— Begin —

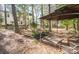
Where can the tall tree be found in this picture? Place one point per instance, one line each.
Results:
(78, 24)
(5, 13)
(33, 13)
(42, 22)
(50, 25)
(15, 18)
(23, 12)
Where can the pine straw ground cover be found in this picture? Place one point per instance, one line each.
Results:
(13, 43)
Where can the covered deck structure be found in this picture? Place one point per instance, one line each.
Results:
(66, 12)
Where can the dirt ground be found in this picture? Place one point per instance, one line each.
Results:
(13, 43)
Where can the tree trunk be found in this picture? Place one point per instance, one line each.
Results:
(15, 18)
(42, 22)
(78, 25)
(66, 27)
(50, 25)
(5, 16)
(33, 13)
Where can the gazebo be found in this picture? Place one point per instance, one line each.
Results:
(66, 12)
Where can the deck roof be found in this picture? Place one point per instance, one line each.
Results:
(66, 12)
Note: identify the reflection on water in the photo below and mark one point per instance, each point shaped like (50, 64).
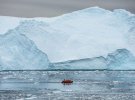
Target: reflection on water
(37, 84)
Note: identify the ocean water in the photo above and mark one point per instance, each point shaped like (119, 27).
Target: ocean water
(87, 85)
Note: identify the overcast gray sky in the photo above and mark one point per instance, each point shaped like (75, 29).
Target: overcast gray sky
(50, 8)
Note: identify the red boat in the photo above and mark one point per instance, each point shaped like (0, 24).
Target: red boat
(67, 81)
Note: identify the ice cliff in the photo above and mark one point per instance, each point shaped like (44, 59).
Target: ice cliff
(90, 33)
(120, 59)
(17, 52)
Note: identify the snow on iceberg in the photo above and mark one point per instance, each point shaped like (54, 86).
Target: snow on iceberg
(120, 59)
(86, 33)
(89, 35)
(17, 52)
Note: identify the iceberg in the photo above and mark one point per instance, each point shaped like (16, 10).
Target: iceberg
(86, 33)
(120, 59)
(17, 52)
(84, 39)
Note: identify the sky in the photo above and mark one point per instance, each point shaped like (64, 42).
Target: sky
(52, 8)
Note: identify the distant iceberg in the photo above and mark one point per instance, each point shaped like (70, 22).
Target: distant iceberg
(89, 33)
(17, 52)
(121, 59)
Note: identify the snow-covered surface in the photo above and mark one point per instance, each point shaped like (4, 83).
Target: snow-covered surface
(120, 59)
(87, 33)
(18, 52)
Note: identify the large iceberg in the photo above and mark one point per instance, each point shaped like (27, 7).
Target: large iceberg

— End —

Short problem - Please recast the lines from the one containing "Note: identify the large" up to and including the final line above as a JSON list of strings, one string per line, with blank lines omitted.

Solution to this exercise -
[
  "Note: identify the large iceberg in the photo above and mark one point per instance, each point shaped like (27, 7).",
  "Target: large iceberg"
]